# Objectif 1:
Répondez à ces questions d'après le texte sur l'industrie forestière.
(a) De quelle ONG Patrick Alley fait-il partie ?
(b) Quelle somme la Banque mondiale avait-elle versée au secteur forestier dans la période de neuf ans allant jusqu'en juin 2011 ?
(c) Quel organisme a réalisé l'évaluation de 2013 ?
# Objectif 2:
Rédigez la suite du texte sur l'industrie forestière, en partant de sa dernière phrase.

# Document source:
□ □ □ □ □ □ □
Comme le signale Patrick Alley, de l’ONG Global Witness, dans un exposé qu’il a récemment fait, ‘gestion forestière durable’ est un «désagréable euphémisme» (4). L’industrie forestière s’est débrouillée pour se présenter comme une entreprise quasi philanthropique, qui crée des emplois et apporte le développement. Alley explique que «les industries d’exploitation de bois peuvent être classées en deux catégories: les criminelles et les légitimes. Les criminelles sont criminelles. Les légitimes sont la même chose mais avec un meilleur service de relations publiques».

L’industrie forestière a reçu beaucoup de soutien pour commettre avec succès ce crime parfait, comme l’appelle Alley. La poursuite de l’exploitation de bois dans les tropiques a même été encouragée avec l’argent des contribuables. Dans la période de neuf ans allant jusqu’en juin 2011, la Banque mondiale avait versé 4,1 milliards USD au secteur forestier. Une évaluation réalisée en 2013 par le Groupe indépendant d’évaluation (IEG) a conclu que, de façon générale, ces projets n’avaient pas réussi à combattre la pauvreté ni à avantager les communautés locales (5).
□ □ □ □ □ □ □
# Matériel:

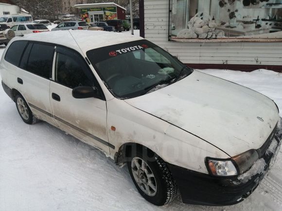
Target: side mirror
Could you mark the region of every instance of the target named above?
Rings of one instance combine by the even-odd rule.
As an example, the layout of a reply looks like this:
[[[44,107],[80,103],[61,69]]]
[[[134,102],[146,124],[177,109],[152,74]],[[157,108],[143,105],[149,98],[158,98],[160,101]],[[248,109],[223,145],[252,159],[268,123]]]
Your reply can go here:
[[[96,87],[91,86],[77,86],[72,90],[72,97],[78,99],[94,97],[98,96]]]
□ □ □ □ □ □ □
# Réponse attendue 1:
(a) Global Witness.
(b) 4,1 milliards USD.
(c) Le Groupe indépendant d'évaluation (IEG).

# Réponse attendue 2:
Comme on pouvait s’y attendre, la direction de la Banque mondiale a rejeté ces critiques, et l’argent de la Banque continue d’affluer (6). En août 2013, elle a annoncé qu’elle allait donner 31,83 millions USD pour la ‘gestion forestière durable’ participative au Laos (7). Ce pays a vu ses forêts dévastées par l’exploitation illégale, qui ne donne aucun signe de devoir cesser avant que la dernière forêt ait été abattue (8). Pourtant, au lieu de soutenir les tentatives de s’attaquer aux criminels qui dirigent la coupe illégale, la Banque mondiale verse encore plus d’argent pour légitimer, ou presque, la poursuite de l’exploitation forestière sous des apparences écologiques.

Un film tourné par Global Witness sur l’industrie forestière en République démocratique du Congo montre les répercussions de l’exploitation de bois à grande échelle financée par la Banque mondiale et des bailleurs de fonds internationaux (9). À maintes reprises, les communautés y parlent des entreprises exploiteuses, des préjudices portés à leurs écosystèmes et à leurs moyens d’existence, de l’absence de bénéfices et de l’intensification des conflits et de la violence. Il est impossible de ne pas voir la contradiction entre les programmes de ‘gestion durable des forêts’ qui prétendent diminuer le déboisement et la destruction environnementale causée par l’industrie forestière au Congo.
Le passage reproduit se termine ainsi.